» **AIM OF THE TASK**:
After locating the line that contains "negative clicks: (229, 439)", restate it and each later line word for word through the end of the records.

▬▬▬▬▬▬▬▬▬▬

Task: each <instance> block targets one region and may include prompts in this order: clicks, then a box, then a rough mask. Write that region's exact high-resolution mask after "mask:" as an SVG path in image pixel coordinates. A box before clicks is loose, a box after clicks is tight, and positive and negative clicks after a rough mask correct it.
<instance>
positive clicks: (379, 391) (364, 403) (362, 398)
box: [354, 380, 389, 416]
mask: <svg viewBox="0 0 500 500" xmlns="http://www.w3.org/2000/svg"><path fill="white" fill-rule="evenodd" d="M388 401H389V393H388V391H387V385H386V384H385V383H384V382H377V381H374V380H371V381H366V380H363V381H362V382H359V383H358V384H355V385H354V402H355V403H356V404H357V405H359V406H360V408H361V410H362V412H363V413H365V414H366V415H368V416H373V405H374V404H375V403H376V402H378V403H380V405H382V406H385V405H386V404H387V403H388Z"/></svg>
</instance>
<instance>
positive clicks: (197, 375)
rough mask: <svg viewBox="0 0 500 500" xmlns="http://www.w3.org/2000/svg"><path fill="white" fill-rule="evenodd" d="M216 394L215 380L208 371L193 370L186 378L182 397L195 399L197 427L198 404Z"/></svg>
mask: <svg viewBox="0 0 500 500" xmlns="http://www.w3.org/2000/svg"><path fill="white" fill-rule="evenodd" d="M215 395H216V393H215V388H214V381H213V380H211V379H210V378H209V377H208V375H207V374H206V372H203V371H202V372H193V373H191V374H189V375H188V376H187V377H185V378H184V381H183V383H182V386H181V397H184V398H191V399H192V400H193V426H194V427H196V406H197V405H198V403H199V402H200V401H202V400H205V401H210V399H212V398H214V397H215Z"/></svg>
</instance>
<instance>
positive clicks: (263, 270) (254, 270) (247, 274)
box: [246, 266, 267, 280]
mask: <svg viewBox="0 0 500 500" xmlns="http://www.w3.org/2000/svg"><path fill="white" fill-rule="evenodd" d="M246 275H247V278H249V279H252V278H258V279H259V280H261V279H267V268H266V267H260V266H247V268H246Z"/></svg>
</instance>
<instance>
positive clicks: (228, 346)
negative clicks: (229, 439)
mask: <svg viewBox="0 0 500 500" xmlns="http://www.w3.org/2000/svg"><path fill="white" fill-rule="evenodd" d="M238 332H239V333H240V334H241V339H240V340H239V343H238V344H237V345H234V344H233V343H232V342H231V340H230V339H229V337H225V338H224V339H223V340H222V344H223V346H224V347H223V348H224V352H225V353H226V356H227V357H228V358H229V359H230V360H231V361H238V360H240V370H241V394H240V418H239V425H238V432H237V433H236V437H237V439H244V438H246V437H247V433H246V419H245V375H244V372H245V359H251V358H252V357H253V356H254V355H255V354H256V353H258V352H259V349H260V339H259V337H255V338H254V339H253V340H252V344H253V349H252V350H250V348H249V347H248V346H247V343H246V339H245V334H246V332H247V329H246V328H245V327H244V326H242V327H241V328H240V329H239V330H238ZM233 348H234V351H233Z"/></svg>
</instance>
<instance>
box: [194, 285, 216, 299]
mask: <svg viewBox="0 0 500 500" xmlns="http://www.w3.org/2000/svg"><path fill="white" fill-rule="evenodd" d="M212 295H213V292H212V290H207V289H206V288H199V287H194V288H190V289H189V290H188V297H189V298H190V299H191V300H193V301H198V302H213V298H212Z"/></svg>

▬▬▬▬▬▬▬▬▬▬

» **EXERCISE SOLUTION**:
negative clicks: (229, 439)
mask: <svg viewBox="0 0 500 500" xmlns="http://www.w3.org/2000/svg"><path fill="white" fill-rule="evenodd" d="M238 332H239V333H240V334H241V339H240V340H239V343H238V344H237V345H234V344H233V343H232V342H231V340H230V339H229V337H225V338H224V339H223V340H222V344H223V346H224V347H223V348H224V352H225V353H226V356H227V357H228V358H229V359H230V360H231V361H238V360H240V370H241V394H240V418H239V425H238V432H237V433H236V437H237V439H244V438H246V437H247V433H246V419H245V375H244V372H245V359H251V358H252V357H253V356H254V355H255V354H256V353H258V352H259V349H260V339H259V337H255V338H254V339H253V340H252V344H253V349H252V350H250V348H249V347H248V346H247V343H246V339H245V334H246V332H247V329H246V328H245V327H244V326H242V327H241V328H240V329H239V330H238ZM233 348H234V351H233Z"/></svg>
</instance>
<instance>
box: [194, 285, 216, 299]
mask: <svg viewBox="0 0 500 500" xmlns="http://www.w3.org/2000/svg"><path fill="white" fill-rule="evenodd" d="M212 295H213V292H212V290H207V289H206V288H199V287H194V288H190V289H189V290H188V297H189V298H190V299H191V300H193V301H198V302H213V298H212Z"/></svg>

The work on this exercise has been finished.